EXTRAIT DE TEXTE
··········

A Angers, dimanche, la journée a été animée à l’hypermarché Casino. Pour la première fois, celui-ci est resté ouvert jusqu’au soir, grâce à un dispositif inédit pour un magasin de cette taille. Les hôtes et hôtesses de caisse ont travaillé le matin, et des machines automatiques les ont remplacés pour le reste de la journée. Ce qui a suscité l’indignation des syndicats et de certains élus. Le maire LR, mais ouvertement Macron-compatible, Christophe Bechu, s’est par exemple fendu d’un tweet accusateur à l’annonce de la décision : «Qu’une grande surface veuille ouvrir le dimanche après-midi relève d’un non-sens économique et social. Cette décision participe à une surenchère dont personne ne sortira gagnant, car une société déshumanisée n’a pas d’avenir.»

··········

EXERCICE ÉCRIT A
Présentez sous forme de liste numérotée les lignes des enregistrements, de la première jusqu'à celle qui contient "[970, 0, 998, 38]" incluse, en omettant les lignes vides.
L'extrait et les enregistrements n'ont aucun lien entre eux.

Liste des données
··········

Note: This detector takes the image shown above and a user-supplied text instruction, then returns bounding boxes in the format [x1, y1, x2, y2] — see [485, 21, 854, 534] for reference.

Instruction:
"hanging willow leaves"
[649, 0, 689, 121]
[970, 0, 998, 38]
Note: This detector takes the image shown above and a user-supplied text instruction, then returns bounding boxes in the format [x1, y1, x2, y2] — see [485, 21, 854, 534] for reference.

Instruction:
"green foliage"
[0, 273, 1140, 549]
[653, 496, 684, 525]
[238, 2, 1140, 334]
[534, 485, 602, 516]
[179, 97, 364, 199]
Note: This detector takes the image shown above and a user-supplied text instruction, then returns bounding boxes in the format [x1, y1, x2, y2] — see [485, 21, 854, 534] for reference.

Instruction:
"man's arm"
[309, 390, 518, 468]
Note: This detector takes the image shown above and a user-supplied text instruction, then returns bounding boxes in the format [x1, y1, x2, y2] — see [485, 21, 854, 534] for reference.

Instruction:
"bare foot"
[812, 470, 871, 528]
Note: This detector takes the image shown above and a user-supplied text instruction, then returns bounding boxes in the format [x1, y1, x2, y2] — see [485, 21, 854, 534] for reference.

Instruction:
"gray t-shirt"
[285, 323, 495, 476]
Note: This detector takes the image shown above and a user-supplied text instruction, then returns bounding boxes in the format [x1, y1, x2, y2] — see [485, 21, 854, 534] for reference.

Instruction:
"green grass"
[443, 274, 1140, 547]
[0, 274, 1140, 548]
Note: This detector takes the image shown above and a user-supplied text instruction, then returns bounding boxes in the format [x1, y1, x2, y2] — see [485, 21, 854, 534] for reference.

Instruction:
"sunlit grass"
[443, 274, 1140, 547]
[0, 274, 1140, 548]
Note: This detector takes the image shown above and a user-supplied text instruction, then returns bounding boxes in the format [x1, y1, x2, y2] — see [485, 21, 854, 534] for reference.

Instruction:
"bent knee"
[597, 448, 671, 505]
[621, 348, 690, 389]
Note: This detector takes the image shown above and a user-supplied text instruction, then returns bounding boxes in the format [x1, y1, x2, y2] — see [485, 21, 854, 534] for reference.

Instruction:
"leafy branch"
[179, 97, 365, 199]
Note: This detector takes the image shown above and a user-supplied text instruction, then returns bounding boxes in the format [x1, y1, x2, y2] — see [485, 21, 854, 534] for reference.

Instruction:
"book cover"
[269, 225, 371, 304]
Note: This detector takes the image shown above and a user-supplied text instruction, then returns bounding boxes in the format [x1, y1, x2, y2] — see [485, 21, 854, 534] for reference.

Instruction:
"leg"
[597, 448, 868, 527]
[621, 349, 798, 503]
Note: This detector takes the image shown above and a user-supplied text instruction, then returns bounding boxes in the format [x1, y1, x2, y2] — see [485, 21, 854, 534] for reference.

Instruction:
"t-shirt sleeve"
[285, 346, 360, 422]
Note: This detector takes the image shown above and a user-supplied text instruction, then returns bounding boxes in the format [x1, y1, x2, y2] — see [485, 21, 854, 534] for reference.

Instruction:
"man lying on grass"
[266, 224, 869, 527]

··········

EXERCICE ÉCRIT B
Dans l'extrait sur l'hypermarché Casino d'Angers, par quoi les hôtes et hôtesses de caisse ont-ils été remplacés pour le reste de la journée ?

RÉSULTAT A
1. Note: This detector takes the image shown above and a user-supplied text instruction, then returns bounding boxes in the format [x1, y1, x2, y2] — see [485, 21, 854, 534] for reference.
2. Instruction:
3. "hanging willow leaves"
4. [649, 0, 689, 121]
5. [970, 0, 998, 38]

RÉSULTAT B
Par des machines automatiques.